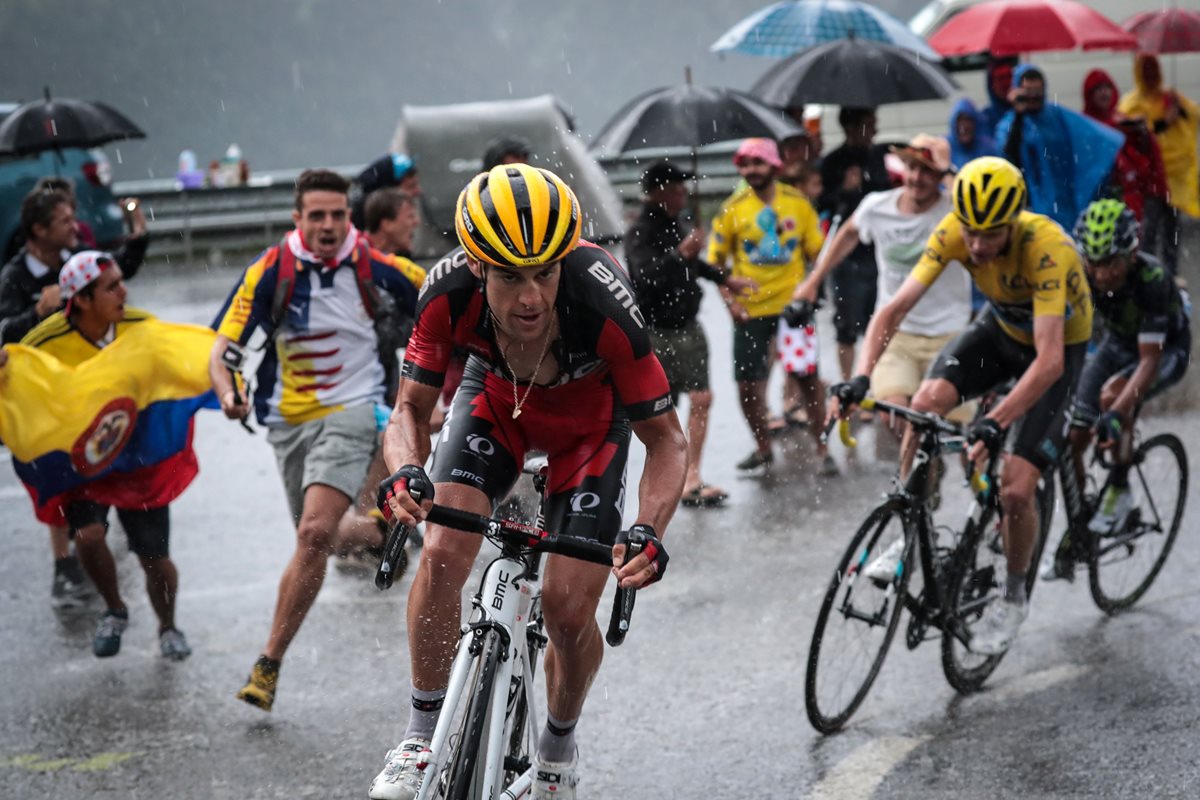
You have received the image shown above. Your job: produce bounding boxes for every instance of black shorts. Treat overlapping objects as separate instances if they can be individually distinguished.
[1072,334,1191,427]
[927,312,1086,470]
[65,502,171,559]
[732,315,779,383]
[429,358,629,546]
[832,255,878,346]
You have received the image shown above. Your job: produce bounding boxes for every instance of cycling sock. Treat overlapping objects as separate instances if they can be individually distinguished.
[1004,571,1027,604]
[538,712,578,763]
[404,684,446,741]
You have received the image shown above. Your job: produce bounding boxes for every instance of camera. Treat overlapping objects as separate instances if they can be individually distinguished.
[781,299,815,328]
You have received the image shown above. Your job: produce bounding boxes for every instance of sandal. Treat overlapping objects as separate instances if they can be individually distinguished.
[681,483,728,507]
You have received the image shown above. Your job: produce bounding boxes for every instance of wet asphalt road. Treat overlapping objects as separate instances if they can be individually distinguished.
[3,264,1199,799]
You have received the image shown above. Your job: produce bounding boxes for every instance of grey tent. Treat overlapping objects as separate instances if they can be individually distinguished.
[391,94,625,259]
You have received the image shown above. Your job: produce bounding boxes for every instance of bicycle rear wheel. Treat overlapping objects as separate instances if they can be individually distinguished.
[806,504,912,734]
[1088,433,1187,613]
[940,472,1053,693]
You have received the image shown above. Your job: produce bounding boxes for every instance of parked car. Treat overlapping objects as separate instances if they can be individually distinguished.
[0,102,125,260]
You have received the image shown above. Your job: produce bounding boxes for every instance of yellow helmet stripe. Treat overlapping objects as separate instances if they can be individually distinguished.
[545,174,573,258]
[527,170,551,253]
[465,176,519,263]
[487,171,526,258]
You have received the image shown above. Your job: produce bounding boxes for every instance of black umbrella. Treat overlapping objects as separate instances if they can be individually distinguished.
[0,88,145,156]
[591,82,802,156]
[750,38,959,108]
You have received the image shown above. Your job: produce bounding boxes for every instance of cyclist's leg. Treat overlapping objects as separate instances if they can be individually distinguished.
[1070,336,1134,486]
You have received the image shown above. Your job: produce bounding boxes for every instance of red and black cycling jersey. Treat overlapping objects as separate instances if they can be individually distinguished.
[402,241,672,422]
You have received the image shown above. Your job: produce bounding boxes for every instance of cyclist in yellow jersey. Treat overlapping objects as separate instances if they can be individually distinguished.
[830,156,1093,656]
[708,138,825,472]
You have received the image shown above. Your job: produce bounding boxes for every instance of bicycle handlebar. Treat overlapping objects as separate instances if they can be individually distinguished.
[375,503,638,646]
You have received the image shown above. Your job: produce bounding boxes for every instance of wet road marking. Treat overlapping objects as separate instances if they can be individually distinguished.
[2,751,140,772]
[808,735,929,800]
[985,663,1091,703]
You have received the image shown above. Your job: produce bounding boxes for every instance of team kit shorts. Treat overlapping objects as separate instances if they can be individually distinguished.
[1072,335,1191,428]
[927,312,1086,470]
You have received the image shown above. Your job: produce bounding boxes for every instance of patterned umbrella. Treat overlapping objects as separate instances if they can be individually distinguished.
[711,0,940,61]
[1124,8,1200,54]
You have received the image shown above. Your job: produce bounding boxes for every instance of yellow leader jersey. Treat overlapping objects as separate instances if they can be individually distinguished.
[707,183,824,318]
[20,307,155,366]
[911,211,1093,346]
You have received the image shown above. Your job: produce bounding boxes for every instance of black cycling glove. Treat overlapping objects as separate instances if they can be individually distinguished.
[377,465,435,521]
[1095,410,1123,444]
[616,524,669,584]
[831,374,871,407]
[968,417,1007,456]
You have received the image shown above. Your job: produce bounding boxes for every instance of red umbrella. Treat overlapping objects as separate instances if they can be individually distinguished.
[929,0,1138,57]
[1124,8,1200,54]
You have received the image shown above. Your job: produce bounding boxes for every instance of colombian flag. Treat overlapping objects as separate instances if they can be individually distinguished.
[0,320,218,523]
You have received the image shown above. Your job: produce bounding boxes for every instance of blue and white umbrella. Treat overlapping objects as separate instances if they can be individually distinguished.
[711,0,941,61]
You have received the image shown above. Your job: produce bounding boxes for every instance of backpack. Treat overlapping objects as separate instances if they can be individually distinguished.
[269,237,405,403]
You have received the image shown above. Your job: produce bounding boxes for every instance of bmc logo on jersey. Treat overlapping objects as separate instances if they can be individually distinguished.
[587,261,646,329]
[570,492,601,513]
[465,434,495,456]
[420,250,469,300]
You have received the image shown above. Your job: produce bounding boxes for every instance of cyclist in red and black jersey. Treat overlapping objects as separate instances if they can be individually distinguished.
[369,164,687,800]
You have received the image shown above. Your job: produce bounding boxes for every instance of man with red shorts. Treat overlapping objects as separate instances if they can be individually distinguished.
[369,164,687,800]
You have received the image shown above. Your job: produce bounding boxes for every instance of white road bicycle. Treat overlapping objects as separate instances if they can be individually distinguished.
[375,461,639,800]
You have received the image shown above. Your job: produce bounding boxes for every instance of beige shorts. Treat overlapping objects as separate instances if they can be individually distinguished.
[872,330,976,424]
[266,404,378,525]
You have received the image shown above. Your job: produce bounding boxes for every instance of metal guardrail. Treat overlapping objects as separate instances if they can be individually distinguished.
[115,151,745,265]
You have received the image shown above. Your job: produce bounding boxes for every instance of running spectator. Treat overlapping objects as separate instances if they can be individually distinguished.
[997,64,1122,230]
[481,135,532,171]
[350,153,420,231]
[819,107,892,384]
[980,56,1017,137]
[1082,69,1169,229]
[210,169,426,712]
[794,135,973,446]
[1119,53,1200,274]
[948,98,998,170]
[709,138,826,473]
[627,161,755,506]
[20,252,191,660]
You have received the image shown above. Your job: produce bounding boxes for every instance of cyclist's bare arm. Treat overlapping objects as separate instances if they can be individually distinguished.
[614,413,687,589]
[854,275,928,381]
[208,333,248,419]
[1111,342,1164,420]
[793,217,860,303]
[381,378,441,525]
[985,315,1065,430]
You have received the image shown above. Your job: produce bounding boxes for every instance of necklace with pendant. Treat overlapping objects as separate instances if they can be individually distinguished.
[492,311,555,420]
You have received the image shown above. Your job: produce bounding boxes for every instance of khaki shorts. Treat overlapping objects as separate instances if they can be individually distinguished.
[266,404,378,525]
[650,320,710,397]
[872,330,976,424]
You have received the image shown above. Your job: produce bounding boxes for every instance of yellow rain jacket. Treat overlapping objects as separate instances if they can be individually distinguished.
[1119,53,1200,217]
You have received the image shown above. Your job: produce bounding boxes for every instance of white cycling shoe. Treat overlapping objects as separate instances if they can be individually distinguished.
[863,539,905,582]
[369,738,430,800]
[533,748,579,799]
[1089,486,1133,534]
[970,598,1029,655]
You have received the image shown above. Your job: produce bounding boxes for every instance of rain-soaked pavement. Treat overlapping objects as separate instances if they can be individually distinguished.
[3,262,1199,799]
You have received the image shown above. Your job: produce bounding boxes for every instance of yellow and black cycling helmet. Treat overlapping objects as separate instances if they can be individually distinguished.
[952,156,1026,231]
[455,164,582,268]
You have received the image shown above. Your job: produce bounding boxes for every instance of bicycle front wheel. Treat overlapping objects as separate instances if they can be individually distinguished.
[1089,433,1187,613]
[806,503,912,734]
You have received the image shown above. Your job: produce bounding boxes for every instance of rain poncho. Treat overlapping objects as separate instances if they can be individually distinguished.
[1082,68,1167,221]
[980,58,1015,136]
[948,98,998,169]
[996,64,1122,229]
[1118,54,1200,218]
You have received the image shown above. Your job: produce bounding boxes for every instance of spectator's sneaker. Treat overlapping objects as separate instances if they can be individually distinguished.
[92,610,128,658]
[863,539,905,582]
[369,738,431,800]
[818,453,840,477]
[533,748,579,799]
[1038,551,1076,583]
[969,598,1028,655]
[736,449,774,473]
[159,628,192,661]
[236,656,280,711]
[51,558,93,608]
[1089,486,1134,534]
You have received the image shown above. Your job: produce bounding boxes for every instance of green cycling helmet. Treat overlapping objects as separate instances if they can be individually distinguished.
[1073,199,1139,262]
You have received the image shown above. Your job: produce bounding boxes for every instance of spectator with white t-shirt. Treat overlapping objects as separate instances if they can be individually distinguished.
[791,134,973,444]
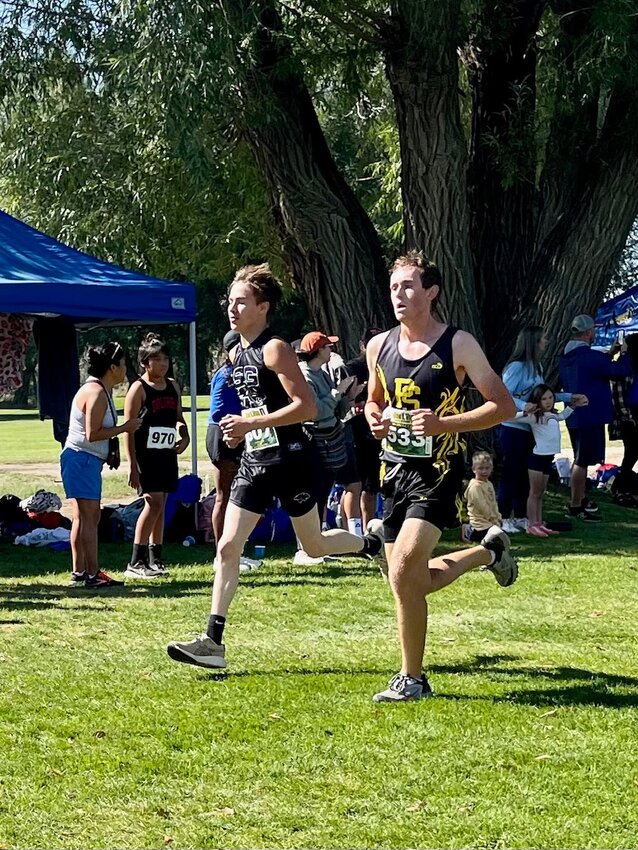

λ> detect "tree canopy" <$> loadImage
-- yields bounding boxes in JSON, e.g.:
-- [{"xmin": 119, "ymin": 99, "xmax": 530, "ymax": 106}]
[{"xmin": 1, "ymin": 0, "xmax": 637, "ymax": 371}]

Work instructions = Extract word for word every line from the line that contains "instance of green" to the final line of the data, both included, and nothing else; skip the pictures.

Result of this task =
You have received the image shown above. Your job: produce bounding boxes for every instance of green cycling helmet. Treat overlapping objects as separate instances if they can be individually distinguished.
[1073,199,1139,262]
You have received the image shown above. Your job: produce bounding boxes for every instance of spectator with white t-shirt. Treat overlapping objects as separate instances if they can be individually distinguished.
[791,134,973,444]

λ> detect "tree canopy" <$> loadImage
-- yields bounding boxes in JSON, e.g.:
-- [{"xmin": 119, "ymin": 99, "xmax": 530, "ymax": 106}]
[{"xmin": 1, "ymin": 0, "xmax": 637, "ymax": 371}]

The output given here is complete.